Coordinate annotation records
--------------------
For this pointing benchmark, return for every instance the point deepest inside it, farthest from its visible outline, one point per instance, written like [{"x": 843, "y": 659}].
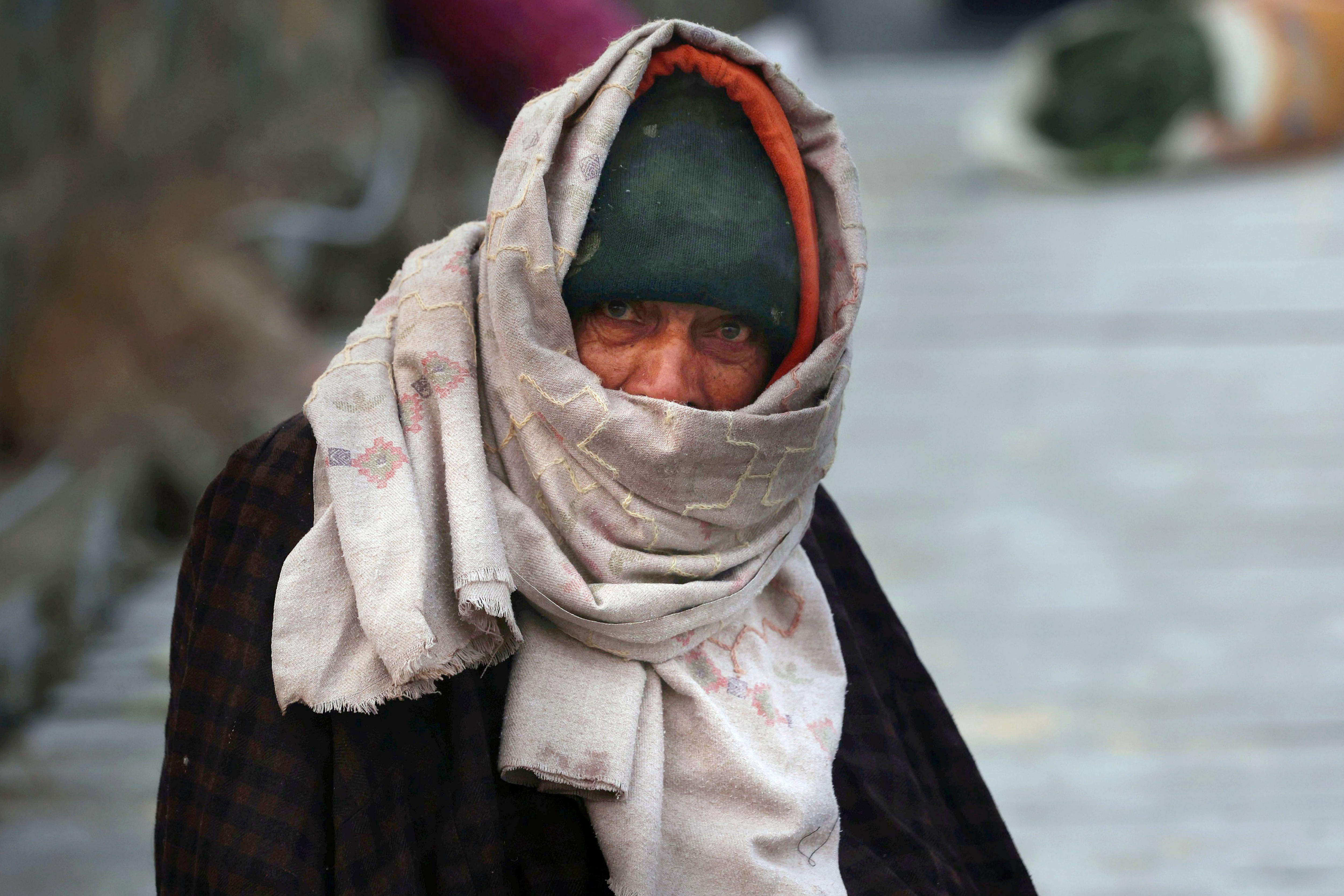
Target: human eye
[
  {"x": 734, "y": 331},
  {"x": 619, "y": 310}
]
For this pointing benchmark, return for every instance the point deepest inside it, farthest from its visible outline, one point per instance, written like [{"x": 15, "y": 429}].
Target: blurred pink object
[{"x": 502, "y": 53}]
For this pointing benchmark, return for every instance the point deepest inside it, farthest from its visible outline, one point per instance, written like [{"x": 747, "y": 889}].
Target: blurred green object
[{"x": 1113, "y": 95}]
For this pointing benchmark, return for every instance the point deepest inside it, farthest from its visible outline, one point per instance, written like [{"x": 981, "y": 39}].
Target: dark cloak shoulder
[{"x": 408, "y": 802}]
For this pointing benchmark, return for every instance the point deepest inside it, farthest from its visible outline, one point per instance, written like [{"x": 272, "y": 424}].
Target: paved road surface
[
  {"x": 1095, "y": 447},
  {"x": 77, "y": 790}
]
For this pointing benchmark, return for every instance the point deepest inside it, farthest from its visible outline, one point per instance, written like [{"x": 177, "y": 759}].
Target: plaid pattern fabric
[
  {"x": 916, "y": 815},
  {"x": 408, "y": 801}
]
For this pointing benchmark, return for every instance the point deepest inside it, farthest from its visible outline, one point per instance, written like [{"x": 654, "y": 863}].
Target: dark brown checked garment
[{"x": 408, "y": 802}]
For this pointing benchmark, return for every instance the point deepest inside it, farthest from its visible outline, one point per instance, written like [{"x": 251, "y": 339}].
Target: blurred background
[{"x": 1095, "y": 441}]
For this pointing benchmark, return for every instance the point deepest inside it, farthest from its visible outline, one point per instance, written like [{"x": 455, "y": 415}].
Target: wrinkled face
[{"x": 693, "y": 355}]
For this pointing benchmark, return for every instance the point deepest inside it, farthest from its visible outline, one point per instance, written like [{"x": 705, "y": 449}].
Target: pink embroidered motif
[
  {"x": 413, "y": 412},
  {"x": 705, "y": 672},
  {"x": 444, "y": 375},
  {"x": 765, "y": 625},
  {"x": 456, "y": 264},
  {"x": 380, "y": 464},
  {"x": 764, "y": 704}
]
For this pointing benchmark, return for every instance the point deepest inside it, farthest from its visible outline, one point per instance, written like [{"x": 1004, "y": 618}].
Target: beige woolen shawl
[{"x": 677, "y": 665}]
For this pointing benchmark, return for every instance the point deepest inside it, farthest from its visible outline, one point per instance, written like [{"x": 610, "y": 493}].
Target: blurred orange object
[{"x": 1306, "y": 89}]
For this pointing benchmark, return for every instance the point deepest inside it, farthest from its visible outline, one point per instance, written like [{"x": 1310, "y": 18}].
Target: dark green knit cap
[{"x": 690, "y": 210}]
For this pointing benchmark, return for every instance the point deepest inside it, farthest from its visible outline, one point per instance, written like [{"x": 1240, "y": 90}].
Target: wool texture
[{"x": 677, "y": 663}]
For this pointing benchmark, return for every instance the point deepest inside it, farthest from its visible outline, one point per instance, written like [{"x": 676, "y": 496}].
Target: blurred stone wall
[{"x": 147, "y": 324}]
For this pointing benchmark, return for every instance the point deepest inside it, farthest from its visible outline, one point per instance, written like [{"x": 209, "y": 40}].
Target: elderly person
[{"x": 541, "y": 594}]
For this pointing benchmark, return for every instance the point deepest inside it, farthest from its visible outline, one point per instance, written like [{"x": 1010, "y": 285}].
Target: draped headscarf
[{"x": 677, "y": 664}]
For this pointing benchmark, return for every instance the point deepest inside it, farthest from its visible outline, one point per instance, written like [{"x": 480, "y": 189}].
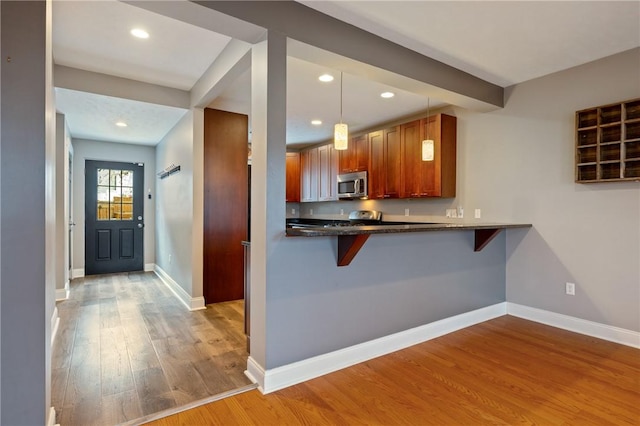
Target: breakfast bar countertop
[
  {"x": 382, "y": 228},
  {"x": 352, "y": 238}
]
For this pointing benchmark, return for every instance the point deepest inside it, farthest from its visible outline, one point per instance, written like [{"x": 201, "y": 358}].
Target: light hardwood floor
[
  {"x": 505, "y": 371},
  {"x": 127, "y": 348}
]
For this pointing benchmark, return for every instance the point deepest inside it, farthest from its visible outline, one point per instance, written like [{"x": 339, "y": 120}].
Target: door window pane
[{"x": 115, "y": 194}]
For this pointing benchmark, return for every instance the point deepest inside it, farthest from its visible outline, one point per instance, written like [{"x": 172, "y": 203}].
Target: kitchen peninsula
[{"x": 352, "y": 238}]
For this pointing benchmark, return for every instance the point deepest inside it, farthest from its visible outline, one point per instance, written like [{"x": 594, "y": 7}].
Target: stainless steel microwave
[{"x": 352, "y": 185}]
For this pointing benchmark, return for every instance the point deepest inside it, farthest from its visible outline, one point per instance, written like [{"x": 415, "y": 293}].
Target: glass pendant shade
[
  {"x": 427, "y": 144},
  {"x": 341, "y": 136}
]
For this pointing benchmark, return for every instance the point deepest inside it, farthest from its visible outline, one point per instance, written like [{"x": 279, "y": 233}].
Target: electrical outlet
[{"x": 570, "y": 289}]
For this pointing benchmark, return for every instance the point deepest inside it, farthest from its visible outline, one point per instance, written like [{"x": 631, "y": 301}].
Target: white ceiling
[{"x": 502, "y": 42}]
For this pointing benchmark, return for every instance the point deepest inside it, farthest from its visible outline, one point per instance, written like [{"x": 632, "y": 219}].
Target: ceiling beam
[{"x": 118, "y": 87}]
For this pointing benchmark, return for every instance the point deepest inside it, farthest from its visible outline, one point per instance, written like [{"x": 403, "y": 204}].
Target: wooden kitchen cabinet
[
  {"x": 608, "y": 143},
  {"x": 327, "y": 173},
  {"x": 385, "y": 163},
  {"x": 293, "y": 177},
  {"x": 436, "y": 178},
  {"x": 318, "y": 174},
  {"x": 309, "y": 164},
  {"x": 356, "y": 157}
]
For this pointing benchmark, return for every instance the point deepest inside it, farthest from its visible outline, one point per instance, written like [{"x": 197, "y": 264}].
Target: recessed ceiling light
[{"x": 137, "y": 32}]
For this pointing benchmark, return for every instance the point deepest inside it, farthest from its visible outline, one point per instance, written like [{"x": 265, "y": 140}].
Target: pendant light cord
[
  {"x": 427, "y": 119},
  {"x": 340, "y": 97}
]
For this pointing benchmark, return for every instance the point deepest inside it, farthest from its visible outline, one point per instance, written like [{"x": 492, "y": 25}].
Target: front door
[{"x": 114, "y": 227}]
--------------------
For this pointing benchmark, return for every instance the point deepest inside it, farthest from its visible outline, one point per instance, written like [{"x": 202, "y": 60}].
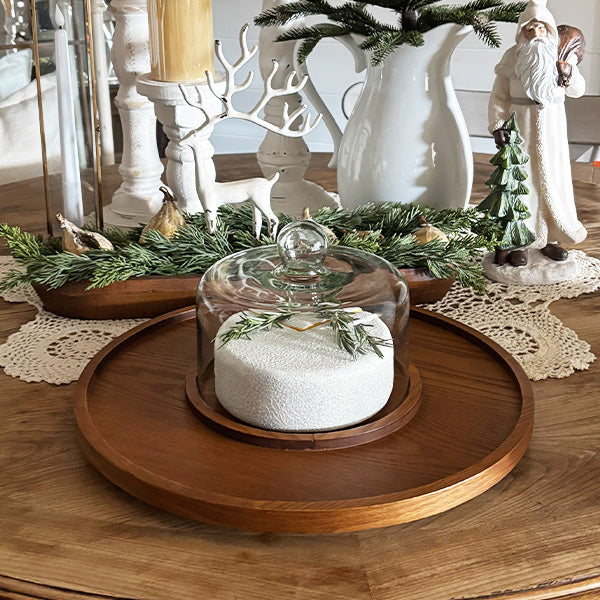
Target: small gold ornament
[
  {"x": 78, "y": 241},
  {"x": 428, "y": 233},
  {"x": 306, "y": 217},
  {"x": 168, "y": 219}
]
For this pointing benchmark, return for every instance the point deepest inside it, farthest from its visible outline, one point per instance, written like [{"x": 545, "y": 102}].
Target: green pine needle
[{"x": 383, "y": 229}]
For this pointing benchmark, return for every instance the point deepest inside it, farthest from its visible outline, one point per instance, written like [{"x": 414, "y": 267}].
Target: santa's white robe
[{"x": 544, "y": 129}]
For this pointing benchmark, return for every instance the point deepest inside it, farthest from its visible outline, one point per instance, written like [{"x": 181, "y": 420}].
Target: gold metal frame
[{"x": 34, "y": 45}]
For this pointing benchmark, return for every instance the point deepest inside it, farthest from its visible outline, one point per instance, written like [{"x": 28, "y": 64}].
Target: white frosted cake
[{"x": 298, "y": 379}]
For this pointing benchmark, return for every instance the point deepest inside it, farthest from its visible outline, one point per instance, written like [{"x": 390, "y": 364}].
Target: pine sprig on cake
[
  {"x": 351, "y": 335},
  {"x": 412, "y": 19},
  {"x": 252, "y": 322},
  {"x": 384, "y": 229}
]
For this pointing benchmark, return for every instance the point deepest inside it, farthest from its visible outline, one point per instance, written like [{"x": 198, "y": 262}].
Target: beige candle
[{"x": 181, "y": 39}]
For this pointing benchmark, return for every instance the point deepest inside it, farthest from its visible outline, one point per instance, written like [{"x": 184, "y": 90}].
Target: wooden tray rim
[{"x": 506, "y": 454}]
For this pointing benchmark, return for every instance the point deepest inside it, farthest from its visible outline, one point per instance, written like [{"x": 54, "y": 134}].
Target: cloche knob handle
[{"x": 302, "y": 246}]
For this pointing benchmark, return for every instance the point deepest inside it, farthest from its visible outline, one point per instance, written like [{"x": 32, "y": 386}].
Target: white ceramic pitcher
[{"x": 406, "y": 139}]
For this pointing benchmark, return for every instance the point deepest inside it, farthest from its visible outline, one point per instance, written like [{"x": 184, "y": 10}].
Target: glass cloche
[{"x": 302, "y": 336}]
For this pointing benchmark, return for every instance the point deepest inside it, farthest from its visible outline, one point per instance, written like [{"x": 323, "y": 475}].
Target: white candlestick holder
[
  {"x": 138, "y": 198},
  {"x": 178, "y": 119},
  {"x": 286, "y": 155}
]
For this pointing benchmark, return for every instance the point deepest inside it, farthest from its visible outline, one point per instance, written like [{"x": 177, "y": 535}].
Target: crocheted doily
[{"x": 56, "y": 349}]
--------------------
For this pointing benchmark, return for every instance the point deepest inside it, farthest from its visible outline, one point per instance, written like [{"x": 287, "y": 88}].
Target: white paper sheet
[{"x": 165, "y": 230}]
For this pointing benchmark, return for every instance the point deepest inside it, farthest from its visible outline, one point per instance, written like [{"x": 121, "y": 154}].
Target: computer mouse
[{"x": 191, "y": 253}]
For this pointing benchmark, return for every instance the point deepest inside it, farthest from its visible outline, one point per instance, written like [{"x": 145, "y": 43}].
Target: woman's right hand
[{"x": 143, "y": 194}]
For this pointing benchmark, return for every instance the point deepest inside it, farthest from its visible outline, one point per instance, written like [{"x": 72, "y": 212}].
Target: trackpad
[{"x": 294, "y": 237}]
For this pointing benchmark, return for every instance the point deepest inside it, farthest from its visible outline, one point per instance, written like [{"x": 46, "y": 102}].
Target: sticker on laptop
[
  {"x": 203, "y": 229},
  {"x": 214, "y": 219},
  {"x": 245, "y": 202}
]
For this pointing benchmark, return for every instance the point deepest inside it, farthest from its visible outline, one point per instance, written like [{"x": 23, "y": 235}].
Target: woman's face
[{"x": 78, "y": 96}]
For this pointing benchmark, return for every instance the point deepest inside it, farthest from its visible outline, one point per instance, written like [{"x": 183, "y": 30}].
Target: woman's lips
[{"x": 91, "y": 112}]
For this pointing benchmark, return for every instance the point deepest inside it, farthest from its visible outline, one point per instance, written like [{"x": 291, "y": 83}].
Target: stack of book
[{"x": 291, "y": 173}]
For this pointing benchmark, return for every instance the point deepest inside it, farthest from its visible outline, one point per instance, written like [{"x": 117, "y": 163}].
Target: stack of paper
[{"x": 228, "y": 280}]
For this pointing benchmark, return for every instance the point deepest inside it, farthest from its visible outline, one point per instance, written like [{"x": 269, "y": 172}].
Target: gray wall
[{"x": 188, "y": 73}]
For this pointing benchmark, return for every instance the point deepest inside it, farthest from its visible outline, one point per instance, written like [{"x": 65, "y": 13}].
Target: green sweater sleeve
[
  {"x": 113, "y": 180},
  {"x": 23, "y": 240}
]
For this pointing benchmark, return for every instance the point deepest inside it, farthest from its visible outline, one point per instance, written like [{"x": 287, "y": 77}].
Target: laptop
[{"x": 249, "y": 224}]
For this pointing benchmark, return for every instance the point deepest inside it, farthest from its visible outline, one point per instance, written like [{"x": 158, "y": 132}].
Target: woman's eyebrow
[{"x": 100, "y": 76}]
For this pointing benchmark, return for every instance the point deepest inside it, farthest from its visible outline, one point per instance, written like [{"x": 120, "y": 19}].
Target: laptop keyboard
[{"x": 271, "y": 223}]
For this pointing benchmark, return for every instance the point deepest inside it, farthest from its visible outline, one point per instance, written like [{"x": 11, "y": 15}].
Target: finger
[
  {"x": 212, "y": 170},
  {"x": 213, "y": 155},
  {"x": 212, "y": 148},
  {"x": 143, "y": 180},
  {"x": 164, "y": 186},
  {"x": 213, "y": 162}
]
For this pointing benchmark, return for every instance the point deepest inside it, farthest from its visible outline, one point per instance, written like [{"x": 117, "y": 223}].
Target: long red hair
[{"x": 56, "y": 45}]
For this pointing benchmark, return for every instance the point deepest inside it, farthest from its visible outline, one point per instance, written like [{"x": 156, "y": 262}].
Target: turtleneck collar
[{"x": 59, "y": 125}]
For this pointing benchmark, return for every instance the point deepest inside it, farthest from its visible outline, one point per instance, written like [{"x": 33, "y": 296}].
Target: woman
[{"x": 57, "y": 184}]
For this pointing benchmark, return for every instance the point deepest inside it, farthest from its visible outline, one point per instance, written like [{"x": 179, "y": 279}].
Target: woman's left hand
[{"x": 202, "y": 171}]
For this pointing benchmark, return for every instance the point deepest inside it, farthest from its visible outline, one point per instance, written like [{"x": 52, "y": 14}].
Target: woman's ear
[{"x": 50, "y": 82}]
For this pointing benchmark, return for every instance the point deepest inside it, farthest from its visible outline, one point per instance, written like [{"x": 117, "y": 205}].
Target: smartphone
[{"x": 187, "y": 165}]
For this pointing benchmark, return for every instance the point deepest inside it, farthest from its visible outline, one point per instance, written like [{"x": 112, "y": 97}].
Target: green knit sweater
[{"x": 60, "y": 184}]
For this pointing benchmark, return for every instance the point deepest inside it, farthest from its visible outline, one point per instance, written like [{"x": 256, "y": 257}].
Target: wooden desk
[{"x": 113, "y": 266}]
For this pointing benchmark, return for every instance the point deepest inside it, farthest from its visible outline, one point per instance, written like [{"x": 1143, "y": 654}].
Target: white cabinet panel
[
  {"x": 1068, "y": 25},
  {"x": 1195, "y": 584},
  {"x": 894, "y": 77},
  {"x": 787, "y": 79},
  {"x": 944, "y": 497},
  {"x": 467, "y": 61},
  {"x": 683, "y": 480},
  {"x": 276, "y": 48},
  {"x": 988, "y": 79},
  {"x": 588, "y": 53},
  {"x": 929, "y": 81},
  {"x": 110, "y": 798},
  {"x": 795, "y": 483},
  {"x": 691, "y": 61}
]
--------------------
Return every line of the records that contains the string "stack". Case counts.

Target: stack of book
Target: stack of paper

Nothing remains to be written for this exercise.